(EXERCISE DIRECTIONS)
Keep only the lines in the entries below that contain the string "insect", with case counting, and copy each of those lines in full.
# # #
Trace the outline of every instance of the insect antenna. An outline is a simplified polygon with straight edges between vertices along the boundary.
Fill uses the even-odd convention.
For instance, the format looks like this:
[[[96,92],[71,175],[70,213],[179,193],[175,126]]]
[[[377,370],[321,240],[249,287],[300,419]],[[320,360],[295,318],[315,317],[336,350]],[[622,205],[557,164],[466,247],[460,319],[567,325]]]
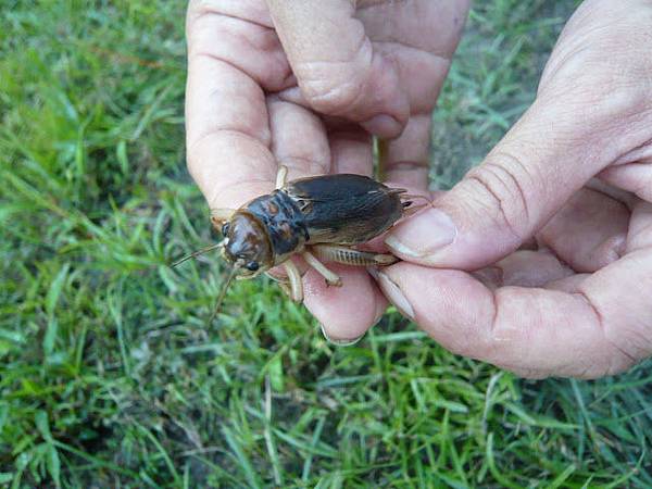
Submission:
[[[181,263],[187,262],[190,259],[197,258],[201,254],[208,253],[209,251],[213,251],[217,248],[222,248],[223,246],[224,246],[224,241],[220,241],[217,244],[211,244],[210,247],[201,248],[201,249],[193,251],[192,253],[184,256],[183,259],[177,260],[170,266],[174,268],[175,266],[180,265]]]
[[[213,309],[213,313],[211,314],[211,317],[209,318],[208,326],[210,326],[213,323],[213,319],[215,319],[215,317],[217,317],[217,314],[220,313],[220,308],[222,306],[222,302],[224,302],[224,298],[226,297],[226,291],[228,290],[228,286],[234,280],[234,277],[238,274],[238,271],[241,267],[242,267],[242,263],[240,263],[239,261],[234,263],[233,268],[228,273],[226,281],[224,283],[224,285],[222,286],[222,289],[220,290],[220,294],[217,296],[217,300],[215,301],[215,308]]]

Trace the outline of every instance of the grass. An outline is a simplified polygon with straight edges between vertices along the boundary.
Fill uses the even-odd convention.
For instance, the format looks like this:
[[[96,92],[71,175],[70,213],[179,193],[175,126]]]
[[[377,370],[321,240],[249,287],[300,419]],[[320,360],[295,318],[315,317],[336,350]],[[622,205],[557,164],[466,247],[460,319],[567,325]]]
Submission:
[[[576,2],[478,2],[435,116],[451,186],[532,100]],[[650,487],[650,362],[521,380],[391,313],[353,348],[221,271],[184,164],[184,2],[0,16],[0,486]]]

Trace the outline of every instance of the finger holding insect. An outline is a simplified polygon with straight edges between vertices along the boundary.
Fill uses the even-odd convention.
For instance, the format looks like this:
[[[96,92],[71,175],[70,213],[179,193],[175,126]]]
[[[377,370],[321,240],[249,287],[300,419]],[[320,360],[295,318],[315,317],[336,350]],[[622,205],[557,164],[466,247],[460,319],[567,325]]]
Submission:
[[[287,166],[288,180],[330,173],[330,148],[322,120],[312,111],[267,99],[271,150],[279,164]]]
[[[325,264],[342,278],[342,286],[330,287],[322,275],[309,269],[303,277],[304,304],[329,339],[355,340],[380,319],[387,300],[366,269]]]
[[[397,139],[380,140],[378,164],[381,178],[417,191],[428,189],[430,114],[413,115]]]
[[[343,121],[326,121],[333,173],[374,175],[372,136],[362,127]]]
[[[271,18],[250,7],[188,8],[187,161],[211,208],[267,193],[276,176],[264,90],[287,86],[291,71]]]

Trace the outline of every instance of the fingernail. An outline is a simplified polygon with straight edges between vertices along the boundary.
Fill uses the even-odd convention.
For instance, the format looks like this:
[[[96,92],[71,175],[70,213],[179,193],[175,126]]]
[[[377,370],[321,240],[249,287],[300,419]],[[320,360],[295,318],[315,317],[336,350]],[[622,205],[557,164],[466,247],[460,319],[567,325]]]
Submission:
# # #
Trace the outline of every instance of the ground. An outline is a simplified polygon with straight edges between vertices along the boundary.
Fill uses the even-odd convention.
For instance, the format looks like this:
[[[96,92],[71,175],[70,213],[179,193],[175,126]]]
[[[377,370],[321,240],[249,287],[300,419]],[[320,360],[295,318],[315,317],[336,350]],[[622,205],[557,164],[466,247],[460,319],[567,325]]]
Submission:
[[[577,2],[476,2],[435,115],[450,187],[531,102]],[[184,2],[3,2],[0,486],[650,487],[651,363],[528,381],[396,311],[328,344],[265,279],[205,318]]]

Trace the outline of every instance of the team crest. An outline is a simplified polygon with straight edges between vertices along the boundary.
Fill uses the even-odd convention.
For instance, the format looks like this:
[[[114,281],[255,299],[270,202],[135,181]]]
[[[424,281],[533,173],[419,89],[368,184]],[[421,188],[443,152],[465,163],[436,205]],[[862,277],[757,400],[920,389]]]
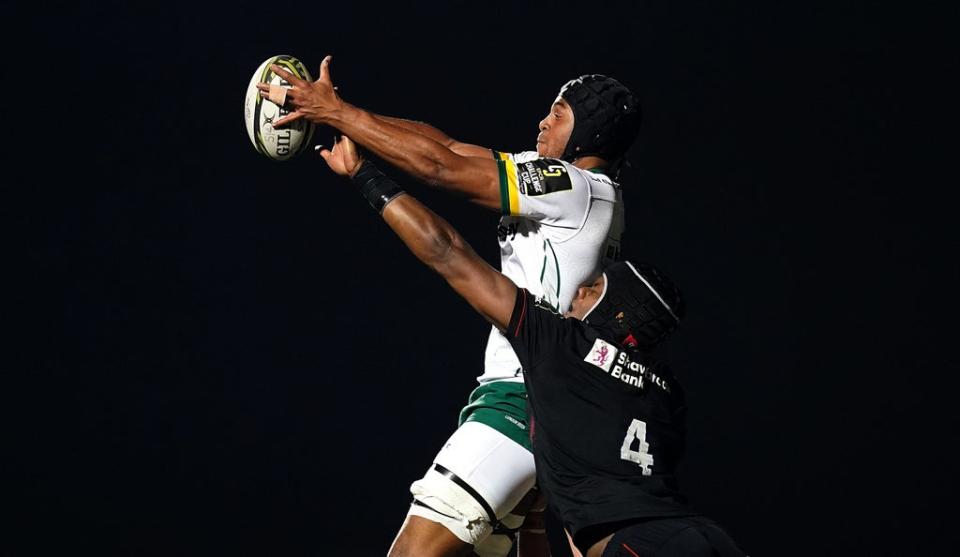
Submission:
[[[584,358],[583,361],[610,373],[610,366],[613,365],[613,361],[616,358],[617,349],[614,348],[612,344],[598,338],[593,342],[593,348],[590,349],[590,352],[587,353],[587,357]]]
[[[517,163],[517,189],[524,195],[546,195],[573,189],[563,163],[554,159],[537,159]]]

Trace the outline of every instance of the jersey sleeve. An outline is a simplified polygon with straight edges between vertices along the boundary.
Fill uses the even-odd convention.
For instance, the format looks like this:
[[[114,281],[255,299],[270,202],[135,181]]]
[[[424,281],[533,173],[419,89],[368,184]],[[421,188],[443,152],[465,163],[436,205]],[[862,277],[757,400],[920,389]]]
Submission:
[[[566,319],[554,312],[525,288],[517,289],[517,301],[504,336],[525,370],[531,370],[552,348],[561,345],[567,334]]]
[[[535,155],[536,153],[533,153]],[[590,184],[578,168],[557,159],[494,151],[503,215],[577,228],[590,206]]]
# # #
(EXERCISE RESPONSE)
Trace the outline of every instance of the insect antenna. An outline is a simplified polygon with straight edges between vertices along the boundary.
Trace the outline of every instance of the finger holding insect. An outline is a simplified polygon with straight edges between vertices along the boundary.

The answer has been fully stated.